- [Given exercise]: Recast the items below as a numbered list, beginning with the line that contains "of the hillside" and continuing through the last line of the items, with both ends included. Leave out any blank lines.

- [Supplied data]:
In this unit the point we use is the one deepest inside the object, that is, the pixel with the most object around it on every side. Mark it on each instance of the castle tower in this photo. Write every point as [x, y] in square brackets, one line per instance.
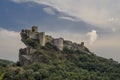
[42, 38]
[82, 44]
[58, 43]
[34, 29]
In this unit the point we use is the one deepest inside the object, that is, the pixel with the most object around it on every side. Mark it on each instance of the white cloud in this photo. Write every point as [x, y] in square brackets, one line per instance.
[9, 44]
[67, 18]
[49, 10]
[92, 36]
[95, 12]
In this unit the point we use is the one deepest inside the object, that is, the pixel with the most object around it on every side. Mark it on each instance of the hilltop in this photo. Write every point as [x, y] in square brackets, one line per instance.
[53, 60]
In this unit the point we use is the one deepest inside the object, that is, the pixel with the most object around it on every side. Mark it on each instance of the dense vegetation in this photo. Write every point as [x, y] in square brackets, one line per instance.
[51, 64]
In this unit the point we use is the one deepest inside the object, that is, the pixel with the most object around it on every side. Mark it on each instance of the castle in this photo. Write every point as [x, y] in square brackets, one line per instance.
[42, 39]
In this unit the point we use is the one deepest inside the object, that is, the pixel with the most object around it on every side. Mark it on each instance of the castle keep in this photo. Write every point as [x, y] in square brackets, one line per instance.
[35, 40]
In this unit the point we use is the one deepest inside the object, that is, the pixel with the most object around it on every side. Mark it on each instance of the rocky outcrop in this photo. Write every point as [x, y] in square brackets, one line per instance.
[35, 40]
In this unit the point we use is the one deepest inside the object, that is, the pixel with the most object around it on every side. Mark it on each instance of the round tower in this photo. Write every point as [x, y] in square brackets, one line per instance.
[58, 43]
[34, 29]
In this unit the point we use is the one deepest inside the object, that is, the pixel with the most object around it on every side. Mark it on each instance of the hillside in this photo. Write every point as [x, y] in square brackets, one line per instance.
[50, 63]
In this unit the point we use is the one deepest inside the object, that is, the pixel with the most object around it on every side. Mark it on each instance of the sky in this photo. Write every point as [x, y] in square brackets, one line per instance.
[95, 22]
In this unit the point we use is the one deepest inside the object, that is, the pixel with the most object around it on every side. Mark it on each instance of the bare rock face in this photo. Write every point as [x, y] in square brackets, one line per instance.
[35, 40]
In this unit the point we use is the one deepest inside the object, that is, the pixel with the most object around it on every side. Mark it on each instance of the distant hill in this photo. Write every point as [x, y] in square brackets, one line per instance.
[57, 59]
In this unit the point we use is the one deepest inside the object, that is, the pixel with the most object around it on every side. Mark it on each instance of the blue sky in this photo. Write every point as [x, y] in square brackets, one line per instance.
[97, 23]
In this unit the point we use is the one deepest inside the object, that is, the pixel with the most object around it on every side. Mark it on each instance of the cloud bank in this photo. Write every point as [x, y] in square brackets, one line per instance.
[101, 13]
[9, 44]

- [Problem solution]:
1. In this unit the point we use is the one deepest inside the object, that is, the pixel with the most object around it on every side. Mark it on each instance of the hillside in this photo. Write every point as [x, y] in square brackets, one line per instance.
2. [50, 63]
3. In this unit the point we use is the one deepest inside the object, that is, the pixel with the most object around it on every side. Mark it on each instance of the sky in this photo. Write every point as [x, y] in square brackets, one line per instance.
4. [95, 22]
5. In this unit the point we use is the one deepest inside the object, that is, the pixel with the most object around it on every side. Mark it on each instance of the bare rock face in this photo. Write every point as [x, y] in square brackets, one line per instance.
6. [35, 40]
7. In this unit the point we use is the one deepest inside the object, that is, the pixel with the most object around it on every side. Mark it on each instance of the distant hill in this photo. Write every point as [x, y] in square brackets, one line per instance.
8. [57, 59]
9. In this unit the point we use is the one deepest inside the object, that is, the pixel with the most object around it on every side. Mark it on each instance of the blue sky in this photo. Write every point as [x, y] in square brackets, one line per instance.
10. [97, 23]
11. In this unit the point we use is the one deepest inside the object, that is, the pixel with the most object around it on every side. Mark it on each instance of the cloud bank in this photo. Write every point as [x, y] in square brackets, one line per instance.
12. [101, 13]
13. [9, 44]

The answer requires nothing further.